SET PROBLEM A:
Please answer these questions about the passage on building your own web server, one per line:
(i) Why does the speaker pick a web server rather than a database?
(ii) On which platform do most web servers run today?
(iii) What was the first web server the speaker installed?
SET PROBLEM B:
Write a continuation of the talk on building a web server, starting right after its final sentence.

PASSAGE:
And I think is where our path start probably to go in different direction.
Most of us, and including myself, the next step is that to build more application.
So you have the CastingTutories project, you have a booking system, and so on.
But it's not the only part.
some prefer focus on infrastructure, and so we underlist server
and services themselves.
But in fact, we could continue to go deeper, like why
stop here building website?
Why not trying to create your own services and your own web server?
the main reason is probably that because we are software engineers.
And as a software engineer, we are focused usually on building
applications, developing new features, implementing business
logic, but not really about systems.
In my career, I made the transition from software engineer to situability
engineer, and it's at this moment that systems become truly important
to me, because like my focus shift Towards service, how to monitor them,
how to automate action to the service.
And it's at this moment that it hit me.
Why I do not build my own web server.
One that will solve maybe my biggest frustration with existing web server.
before the, the first thing.
Okay, is to understand why we want to build a web server,
and not something else.
Okay, it's very challenging to build a system and you have many
things to consider before starting.
first, it's a great opportunity, okay, to learn about a fundamental service.
it will help you to better understand how the current system works and why they
are designed this way and not another.
Like any project, of course, it's a great way to showcase your software
engineering skills, especially if you are a backend engineer, where it
could be more difficult than when you are frontend and can create websites.
but why a web server?
Why not like a database, for example?
the reason it's simple is because a web server is relatively simple,
if you compare it to a database.
but even if it's simple, you have a variety of complex
problems that you need to solve.
So before the whole, let's talk about the what.
Even if.
I think we all know what is a web server, but it's still important to define what
we want built before jumping on the code.
a web server can be described through a few key functionality and non functional.
first, it's a service.
running on the host, is listening on a port, usually the AT.
it can manage HTTP requests and it will generate HTTP response.
So that is for the functionality.
The non functionality will be a web server is secure with authentication,
is reliable, that means it will not crash when it will have heavy usage.
it's performance and have, a good scalability, and, it's not necessary
too, but I had it for my WAMP server, it need to be easy to operate,
especially for administrator or SRE.
The first challenge is, even before you start to build it, the first
challenge, it's about the platform.
Most of web servers today run on Linux, so if you are building one today,
you need to work on that platform.
But at the same time, I personally use Windows, and I remember that my
first web server that I installed, that was Apache with the WAMP stack.

EXCERPTED RECORDS:

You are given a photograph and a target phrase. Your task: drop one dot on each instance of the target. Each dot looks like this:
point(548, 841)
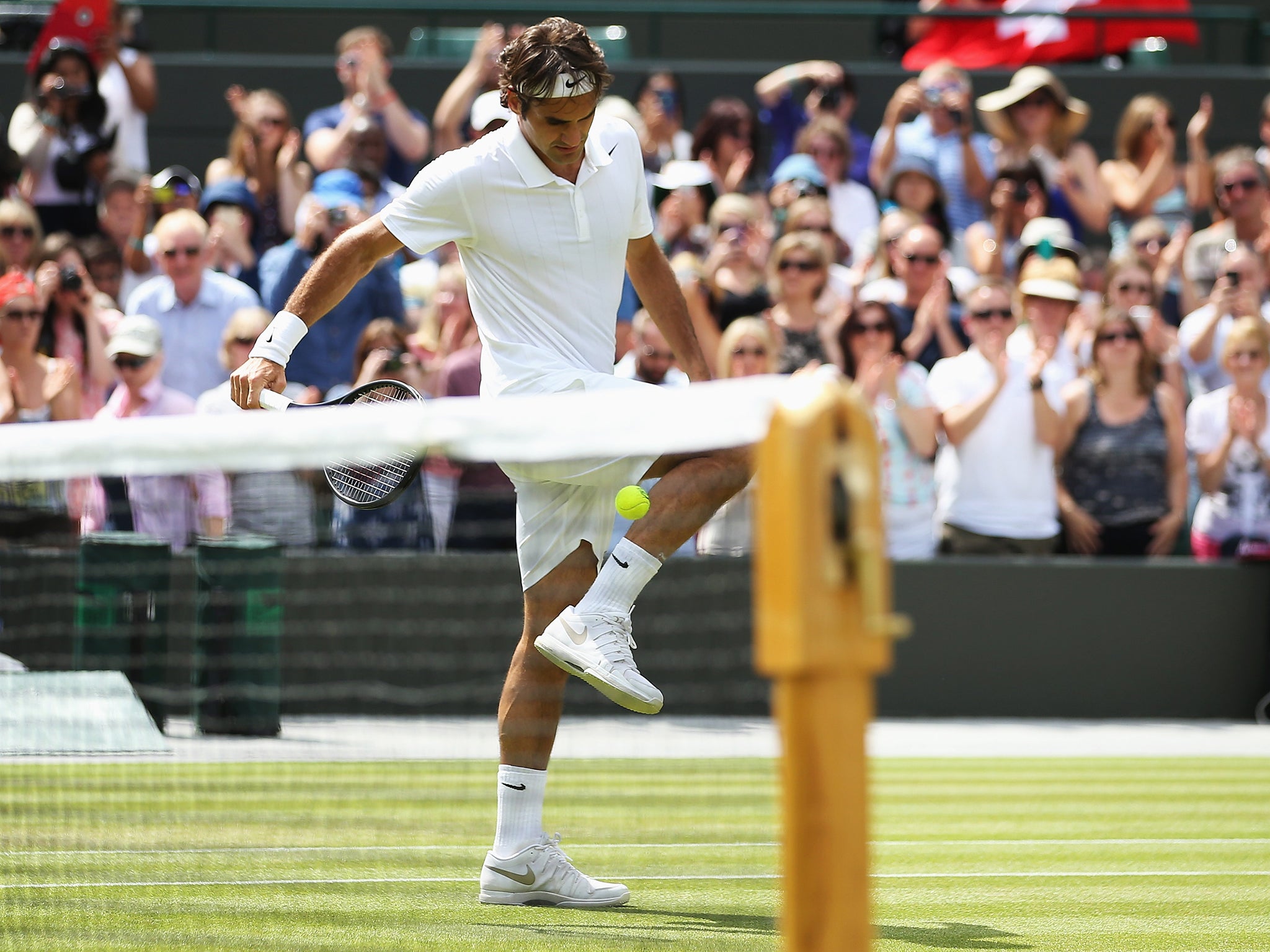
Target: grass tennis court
point(1050, 855)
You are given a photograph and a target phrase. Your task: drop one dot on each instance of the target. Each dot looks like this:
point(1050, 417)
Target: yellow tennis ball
point(631, 503)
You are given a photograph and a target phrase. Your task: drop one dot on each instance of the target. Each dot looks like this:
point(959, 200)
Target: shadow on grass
point(701, 923)
point(951, 936)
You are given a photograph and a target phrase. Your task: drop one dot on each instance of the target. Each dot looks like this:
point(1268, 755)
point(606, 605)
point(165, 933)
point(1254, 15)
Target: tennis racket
point(365, 482)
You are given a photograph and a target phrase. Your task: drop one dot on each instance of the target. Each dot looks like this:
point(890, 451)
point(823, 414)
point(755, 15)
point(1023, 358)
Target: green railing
point(433, 36)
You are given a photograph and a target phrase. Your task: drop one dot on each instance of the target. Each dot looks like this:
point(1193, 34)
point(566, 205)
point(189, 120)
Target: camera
point(69, 278)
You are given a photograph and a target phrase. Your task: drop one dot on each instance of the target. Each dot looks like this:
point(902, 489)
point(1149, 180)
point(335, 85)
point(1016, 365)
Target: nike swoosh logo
point(578, 637)
point(525, 879)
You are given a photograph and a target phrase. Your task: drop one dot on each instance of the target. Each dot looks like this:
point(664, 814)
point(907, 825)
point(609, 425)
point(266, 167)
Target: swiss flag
point(1048, 35)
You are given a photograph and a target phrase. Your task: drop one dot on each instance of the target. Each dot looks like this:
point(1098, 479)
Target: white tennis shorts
point(566, 501)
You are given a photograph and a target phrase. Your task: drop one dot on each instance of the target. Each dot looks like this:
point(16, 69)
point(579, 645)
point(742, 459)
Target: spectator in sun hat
point(682, 195)
point(231, 215)
point(913, 186)
point(335, 205)
point(1049, 293)
point(1036, 118)
point(173, 508)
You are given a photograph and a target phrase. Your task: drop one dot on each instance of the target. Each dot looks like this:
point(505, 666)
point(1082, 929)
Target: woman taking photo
point(1228, 433)
point(1123, 488)
point(1036, 118)
point(61, 138)
point(895, 389)
point(1145, 178)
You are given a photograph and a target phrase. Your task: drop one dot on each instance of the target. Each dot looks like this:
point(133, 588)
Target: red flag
point(1052, 33)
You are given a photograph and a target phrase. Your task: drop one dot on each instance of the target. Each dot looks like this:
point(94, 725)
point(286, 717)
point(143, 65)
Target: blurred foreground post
point(824, 631)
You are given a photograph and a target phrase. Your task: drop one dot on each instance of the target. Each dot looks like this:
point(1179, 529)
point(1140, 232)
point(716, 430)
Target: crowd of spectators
point(1064, 351)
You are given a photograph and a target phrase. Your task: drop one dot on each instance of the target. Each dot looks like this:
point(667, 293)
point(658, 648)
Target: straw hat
point(993, 107)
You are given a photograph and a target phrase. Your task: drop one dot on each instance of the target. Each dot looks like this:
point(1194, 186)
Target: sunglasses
point(1112, 337)
point(1246, 184)
point(1002, 314)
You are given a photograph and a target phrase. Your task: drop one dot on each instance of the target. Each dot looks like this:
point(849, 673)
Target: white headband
point(566, 86)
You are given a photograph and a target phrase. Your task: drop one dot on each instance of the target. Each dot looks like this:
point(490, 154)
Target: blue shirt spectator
point(191, 302)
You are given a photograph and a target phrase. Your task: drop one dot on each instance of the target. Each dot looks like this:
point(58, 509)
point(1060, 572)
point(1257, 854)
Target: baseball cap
point(487, 108)
point(136, 335)
point(338, 187)
point(798, 167)
point(178, 178)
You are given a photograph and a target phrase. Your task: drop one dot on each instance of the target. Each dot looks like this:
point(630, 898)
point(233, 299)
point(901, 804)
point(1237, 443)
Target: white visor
point(566, 84)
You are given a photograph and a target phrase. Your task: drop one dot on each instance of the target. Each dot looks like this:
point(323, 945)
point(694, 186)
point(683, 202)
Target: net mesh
point(286, 736)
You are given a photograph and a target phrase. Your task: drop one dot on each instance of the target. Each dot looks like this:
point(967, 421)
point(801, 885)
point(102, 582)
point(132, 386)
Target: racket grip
point(273, 402)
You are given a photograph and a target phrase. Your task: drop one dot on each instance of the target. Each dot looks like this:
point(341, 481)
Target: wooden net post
point(824, 632)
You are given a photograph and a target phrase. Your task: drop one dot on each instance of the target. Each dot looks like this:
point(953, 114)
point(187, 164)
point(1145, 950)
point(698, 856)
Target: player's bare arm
point(349, 259)
point(657, 287)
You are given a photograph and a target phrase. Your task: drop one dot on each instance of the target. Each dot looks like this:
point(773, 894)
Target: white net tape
point(571, 426)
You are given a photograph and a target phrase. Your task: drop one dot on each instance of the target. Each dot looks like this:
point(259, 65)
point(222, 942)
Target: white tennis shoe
point(541, 875)
point(597, 648)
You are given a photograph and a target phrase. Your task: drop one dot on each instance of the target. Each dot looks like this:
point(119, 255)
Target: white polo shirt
point(544, 257)
point(1000, 482)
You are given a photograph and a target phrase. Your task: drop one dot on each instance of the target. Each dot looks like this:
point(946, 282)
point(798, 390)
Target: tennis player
point(546, 213)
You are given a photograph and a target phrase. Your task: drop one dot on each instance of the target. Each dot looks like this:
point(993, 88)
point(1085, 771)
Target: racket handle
point(273, 402)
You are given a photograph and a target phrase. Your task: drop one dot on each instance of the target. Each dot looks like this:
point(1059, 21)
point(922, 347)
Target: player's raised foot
point(541, 875)
point(597, 648)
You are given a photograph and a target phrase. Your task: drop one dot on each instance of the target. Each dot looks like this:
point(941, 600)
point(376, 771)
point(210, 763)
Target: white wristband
point(280, 338)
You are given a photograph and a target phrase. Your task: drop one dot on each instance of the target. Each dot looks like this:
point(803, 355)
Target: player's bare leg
point(593, 639)
point(526, 867)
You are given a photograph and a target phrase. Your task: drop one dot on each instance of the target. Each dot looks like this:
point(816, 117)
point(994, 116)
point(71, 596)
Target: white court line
point(458, 847)
point(1094, 874)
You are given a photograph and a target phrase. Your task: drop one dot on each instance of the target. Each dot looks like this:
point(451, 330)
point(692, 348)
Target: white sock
point(520, 809)
point(621, 578)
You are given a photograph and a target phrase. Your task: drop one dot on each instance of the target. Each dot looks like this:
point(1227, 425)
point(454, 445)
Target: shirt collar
point(536, 173)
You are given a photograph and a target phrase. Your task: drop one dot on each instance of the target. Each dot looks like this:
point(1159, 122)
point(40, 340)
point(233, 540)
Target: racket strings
point(367, 480)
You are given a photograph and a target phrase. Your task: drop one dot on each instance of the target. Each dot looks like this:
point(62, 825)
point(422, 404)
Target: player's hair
point(1246, 330)
point(1148, 374)
point(746, 328)
point(543, 52)
point(180, 219)
point(360, 35)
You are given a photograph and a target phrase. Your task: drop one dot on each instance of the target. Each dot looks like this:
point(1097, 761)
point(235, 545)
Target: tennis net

TASK OUTPUT A:
(i) A web server is relatively simple compared to a database.
(ii) Linux.
(iii) Apache, with the WAMP stack.

TASK OUTPUT B:
was on Windows, and so I want that my web server be available also for people
that didn't migrate yet on Linux.
So that is the third challenge.
Fortunately, today, at NET Core, you can write your code in C Sharp, and write
and run it both on Linux and Windows.
It was not the case before, so I'm really happy today to be able to do that
in C Sharp is a huge progress for us.
Of course, there is still some platform specific consideration, okay, like
the path, the metric, or everything about the scripting, but we can
handle this challenge with the right architecture and the proper abstraction.
So now, let's see Let's take a look, at the code.
Building a server and connecting to it.
is in fact pretty simple.
What we call a server is essentially just a TCP listener,
defined by an address and a port.
And that's it.
You can start it, and it will begin to listen for incoming connection.
It's so simple that, someone recently tweeted, wait, a web server
is basically an infinite loop.
And while, of course, the real answer is more complex, It's not
entirely wrong, we can define it like an infinite loop and that's all.
The step two, okay, I connect to my server, it's pretty cool, but
to really be a web server, you need to do what a web server do.
That means respond with an HTTP response, otherwise it's not a web server,
it can be another kind of server.
HTTP requests and responses are actually quite simple to understand.
They consist, in three parts.
The status line, the header, and the body.
Each part will be separated by an empty line, so they are pretty
easy to parse or even to read.
to test that, we can create a basic response and send
it back to every connection.
And with a simple, GET request, we can see here the GET request to my localhost
port 8080, we can see that my server a response with hello world, just as
expected, and the HTTP response is understood by the program that call it.
Of course, we need to add more logic to our service.
That means we need to pass the HTTP request that, again, is like
the response very simple in, three part separate by a blank line.
Okay.
with this passing and especially the HTTP request line, we can start to introduce
some logic to handle different requests instead of always returning hello world.
Okay.
challenge number two, underlying connection.
How server receive connection and we need to manage them properly.
So let's set the following route.
a requirement for how connection model, as a component that's under the connection
should be modular to make it easy to integrate, remove or change in the future.
When we receive a connection, we need to decide if we will accept or reject the
connection as a hunter, entire life cycle of the connection must also be, managed.
That means we must accept the connection, but we must also
ensure it gets closed properly.
And of course, the request should be shared.
And an HTTP response must be sent back, because after all,
we are building a web server.
our service, that is the main program, will have, in fact, different modules.
And the first one, we will call it the web module.
This module will include functions like, start, run, Stop, and with the when
function, we will undo the connection.
the previous code is now moved in the when function of the module.
And we can see that when a connection arrives, we, we accept
the socket and we call the accept connection async to manage it.
Connection is the first challenge because it's a consumer resource to your server.
This means we need to set a limit of the number of connections
we can accept at the same time.
So we'll implement tool limit.
the first one is the number of connection we will serve.
That mean the connection arrive.
we accept the connection, and we will do, regarding the path in the request,
what the client asks to our server.
When this limit is reached, that means we are starting to serve too
many clients at the same time, we will start to reject the connection.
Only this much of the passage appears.